§ **Aufgabe**:
Führe den Textabschnitt über das Fest aller Heiligen und Franz Jägerstätter im Anschluss an seinen letzten Satz weiter.

§ **Ausgewählter Textabschnitt**:

Das Fest aller Heiligen möchte darüber hinaus diese Sehnsucht nach dem Reich Gottes in uns allen wecken. In uns, die wir noch unterwegs sind, die nach einem gelungenen Leben Ausschau halten, die nach Vorbildern suchen, zu denen sie aufschauen können, die nach Kriterien und Zielen suchen, für die es sich lohnt, die ganze Lebenskraft einzusetzen.

Schließlich möchte das Fest aller Heiligen alle, die auf das Reich Gottes hin unterwegs sind, spüren lassen, dass sie nicht allein ihren Weg gehen. Dass sie eingebunden sind in die große Gemeinschaft aller Heiligen. 

Das Wissen um diese große Gemeinschaft kann uns Kraft geben, unseren Weg zu gehen, und die Wärme und Geborgenheit, die wir auf unserem Weg so oft vermissen.

Mich hat das Lebenszeugnis des Franz Jägerstätter schon vor fast 50 Jahren tief beeindruckt, als ich mit 18 Jahren den Kriegsdienst verweigerte, und die katholische Kirche sich immer noch schwer tat den Weg der Kriegsdienstverweigerung aus dem Glauben zu akzeptieren. Und ich habe mich immer gefragt, ob ich auch den Mut hätte für diese Entscheidung den Tod in Kauf zu nehmen.

Einträge des Zeige-Datensatzes
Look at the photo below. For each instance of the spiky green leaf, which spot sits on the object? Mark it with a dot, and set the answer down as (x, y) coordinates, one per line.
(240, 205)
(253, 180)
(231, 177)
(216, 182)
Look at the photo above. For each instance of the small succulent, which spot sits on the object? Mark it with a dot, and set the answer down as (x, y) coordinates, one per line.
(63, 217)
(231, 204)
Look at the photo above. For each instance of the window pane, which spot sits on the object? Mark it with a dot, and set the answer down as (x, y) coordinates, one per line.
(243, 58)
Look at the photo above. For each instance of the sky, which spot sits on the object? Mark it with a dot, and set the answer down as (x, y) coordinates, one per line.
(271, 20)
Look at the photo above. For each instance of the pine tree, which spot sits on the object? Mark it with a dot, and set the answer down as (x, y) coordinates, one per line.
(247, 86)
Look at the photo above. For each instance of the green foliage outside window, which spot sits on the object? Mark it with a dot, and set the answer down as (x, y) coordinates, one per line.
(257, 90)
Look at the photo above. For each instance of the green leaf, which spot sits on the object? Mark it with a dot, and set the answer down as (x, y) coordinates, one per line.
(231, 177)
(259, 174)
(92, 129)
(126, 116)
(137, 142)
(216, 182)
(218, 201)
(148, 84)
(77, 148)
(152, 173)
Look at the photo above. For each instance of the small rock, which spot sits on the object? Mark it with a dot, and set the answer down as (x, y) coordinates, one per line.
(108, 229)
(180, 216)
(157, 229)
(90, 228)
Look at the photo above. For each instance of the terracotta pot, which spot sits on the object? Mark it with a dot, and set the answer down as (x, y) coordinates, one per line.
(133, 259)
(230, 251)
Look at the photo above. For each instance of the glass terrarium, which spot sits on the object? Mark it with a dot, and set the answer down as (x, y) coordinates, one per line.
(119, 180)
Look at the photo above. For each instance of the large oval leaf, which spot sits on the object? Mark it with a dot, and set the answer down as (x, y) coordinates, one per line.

§ **Lösung der Übung**:
Ich will mit zwei Zitaten aus der Gefangenschaftserklärung und einem Brief Franz Jägerstätters aus dem Gefängnis schließen: „Zu was hat denn (dann) Gott alle Menschen mit einem Verstand und freiem Willen ausgestattet, wenn wir ohnedies blinden Gehorsam zu leisten haben, oder , wie so manche auch sagen, dass es dem Einzelnen nicht zusteht, zu entscheiden, ob dieser Krieg, den Deutschland begonnen hat, gerecht oder ungerecht ist ---- zu was braucht man dann noch die Erkenntnis was gut oder böse ist?“

Und seinem Patenkind schreibt er: „Darum heißt es, die ganze Kraft aufwenden, um für die ewige Heimat zu arbeiten und stets ein gutes Gewissen zu bewahren. Dann mögen unsere Feinde auch mit der Waffe gegen uns gehen, diese Heimat können sie uns dann nicht mehr entreißen. Wenn wir uns auch täglich plagen müssen und wenig Lohn auf dieser Welt ernten, so können wir doch reicher werden als Millionäre, denn solche sind am reichsten und am glücklichsten, die den Tod nicht fürchten brauchen. Und dieser Reichtum liegt nur nach unserem Wollen.“

Fürbitten
Jesus Christus, du hast Franz Jägerstätter berufen und ihn mit deinem Wort erfüllt. Sein Gewissen war von deinem Geist geprägt, sodass er dir und deinem Vater mehr gehorchen wollte als aller weltlichen Macht.
Wir bitten dich:

  • Für die Kirche, dass sie ein Werkzeug des Friedens und der Versöhnung sei und in der Kraft deines Geistes Unrecht und Böses bekämpfe.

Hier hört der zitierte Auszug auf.